= Exercise prompt =
Copy the part of the news story about Colorado's stoned-driving grant from "Owners of medical" to "Glenn Davis said.", word for word.

= Extract provided =
----

Colorado wins US grant to prevent stoned driving
DENVER — Colorado plans to advertise the dangers of stoned driving and train more police officers in spotting drivers impaired by marijuana with a new $400,000 federal grant.
“It’s ironic we’re using federal funding for something that is illegal federally,” Colorado Department of Transportation spokeswoman Emily Wilfong said. “But they (federal officials) do realize this is a traffic-safety issue and needs to be addressed.”
Colorado legalized recreational marijuana in 2012, and stoned-driving arrests have gone up. State highway officials say marijuana use was a factor in more than 1,000 driving-under-the-influence cases filed in 2012. There were 24,742 total DUI and driving-while-ability-impaired cases filed in Colorado that year.
Retail sales of recreational pot started Jan. 1.
Owners of medical marijuana dispensaries and recreational pot shops and users who want to keep pot consumption safe are helping develop the campaign by participating in focus groups, Wilfong said.
Colorado received the grant for the campaign from the National Highway Traffic Safety Administration, The Denver Post reported Monday (http://bit.ly/1d0OdnZ ).
“CDOT and the industry want to stress the importance of using this newly legalized drug in a safe manner,” Medical Marijuana Industry Group executive director Mike Elliott said.
Public safety officials are worried that as the number of recreational pot shops increases, so will the number of people who get too high to drive.
“We may see more customers who used marijuana in the past, or those who have never used it, get behind the wheel,” CDOT highway safety manager Glenn Davis said.
Currently, there are 185 specially trained drug-recognition experts spread among Colorado law enforcement agencies. Officials hope the new federal funding will cover training for 35 more officers.
People convicted of DUI must submit to alcohol and drug evaluation by the state probation department. Data collected by the state showed marijuana in 1,045 of 23,519 evaluations.
Under Colorado’s newest DUI laws, a motorist is presumed to be under the influence of marijuana if the driver’s blood contained 5 nanograms or more of active THC (delta 9-tetrahydrocannabinol) per milliliter of blood at the time of driving.
But there is no consensus on the exact amount of pot a driver must consume before he or she is considered under the influence. That’s because THC is absorbed differently into the bloodstream than alcohol.
“Are you under the influence from one bong hit or a cigarette? It really depends on the strain of marijuana you use and the concentration of the strain,” Glenwood Springs attorney Kip O’Connor said. “But when you drink a bottle of beer or a shot of whiskey, you have a pretty good idea of the dosage.”

----

= Data =
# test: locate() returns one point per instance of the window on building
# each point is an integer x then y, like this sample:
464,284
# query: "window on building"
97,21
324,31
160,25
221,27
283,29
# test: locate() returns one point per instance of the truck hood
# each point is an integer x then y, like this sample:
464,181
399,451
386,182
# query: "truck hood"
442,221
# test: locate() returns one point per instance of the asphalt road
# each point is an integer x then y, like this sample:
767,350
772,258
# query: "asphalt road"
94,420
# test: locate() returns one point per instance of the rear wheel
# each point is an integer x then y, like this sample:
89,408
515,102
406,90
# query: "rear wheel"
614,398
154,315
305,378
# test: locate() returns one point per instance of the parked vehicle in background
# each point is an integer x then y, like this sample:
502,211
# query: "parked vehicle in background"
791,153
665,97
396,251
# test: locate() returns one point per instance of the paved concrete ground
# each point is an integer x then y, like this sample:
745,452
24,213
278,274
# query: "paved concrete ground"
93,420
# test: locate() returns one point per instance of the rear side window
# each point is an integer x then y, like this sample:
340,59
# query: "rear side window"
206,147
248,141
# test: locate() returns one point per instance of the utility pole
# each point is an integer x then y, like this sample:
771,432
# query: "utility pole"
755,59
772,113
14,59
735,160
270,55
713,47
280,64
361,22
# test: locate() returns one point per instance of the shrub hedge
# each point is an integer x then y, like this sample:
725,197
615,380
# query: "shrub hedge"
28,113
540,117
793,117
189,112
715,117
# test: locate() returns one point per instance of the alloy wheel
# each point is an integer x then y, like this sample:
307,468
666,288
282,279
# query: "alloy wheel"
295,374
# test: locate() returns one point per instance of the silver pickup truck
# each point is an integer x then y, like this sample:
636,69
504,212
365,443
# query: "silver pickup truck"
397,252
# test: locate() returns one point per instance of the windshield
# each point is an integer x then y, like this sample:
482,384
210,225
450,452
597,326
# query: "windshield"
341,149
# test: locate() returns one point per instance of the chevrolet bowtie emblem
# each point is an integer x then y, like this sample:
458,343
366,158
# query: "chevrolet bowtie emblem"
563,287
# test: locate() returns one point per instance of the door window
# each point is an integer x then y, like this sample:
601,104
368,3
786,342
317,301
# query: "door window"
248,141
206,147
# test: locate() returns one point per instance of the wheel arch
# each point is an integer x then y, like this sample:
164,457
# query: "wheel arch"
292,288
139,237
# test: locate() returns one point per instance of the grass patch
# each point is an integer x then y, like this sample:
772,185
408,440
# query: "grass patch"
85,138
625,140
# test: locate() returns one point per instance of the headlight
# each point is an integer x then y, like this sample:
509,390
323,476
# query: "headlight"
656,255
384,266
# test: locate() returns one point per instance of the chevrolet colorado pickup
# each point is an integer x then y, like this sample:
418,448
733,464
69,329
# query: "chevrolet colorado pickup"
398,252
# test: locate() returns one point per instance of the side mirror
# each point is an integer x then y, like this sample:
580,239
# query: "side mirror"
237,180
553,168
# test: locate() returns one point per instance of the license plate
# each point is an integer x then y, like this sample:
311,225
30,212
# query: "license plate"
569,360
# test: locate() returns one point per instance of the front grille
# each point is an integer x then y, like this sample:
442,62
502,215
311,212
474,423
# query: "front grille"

----

= Output for this task =
Owners of medical marijuana dispensaries and recreational pot shops and users who want to keep pot consumption safe are helping develop the campaign by participating in focus groups, Wilfong said.
Colorado received the grant for the campaign from the National Highway Traffic Safety Administration, The Denver Post reported Monday (http://bit.ly/1d0OdnZ ).
“CDOT and the industry want to stress the importance of using this newly legalized drug in a safe manner,” Medical Marijuana Industry Group executive director Mike Elliott said.
Public safety officials are worried that as the number of recreational pot shops increases, so will the number of people who get too high to drive.
“We may see more customers who used marijuana in the past, or those who have never used it, get behind the wheel,” CDOT highway safety manager Glenn Davis said.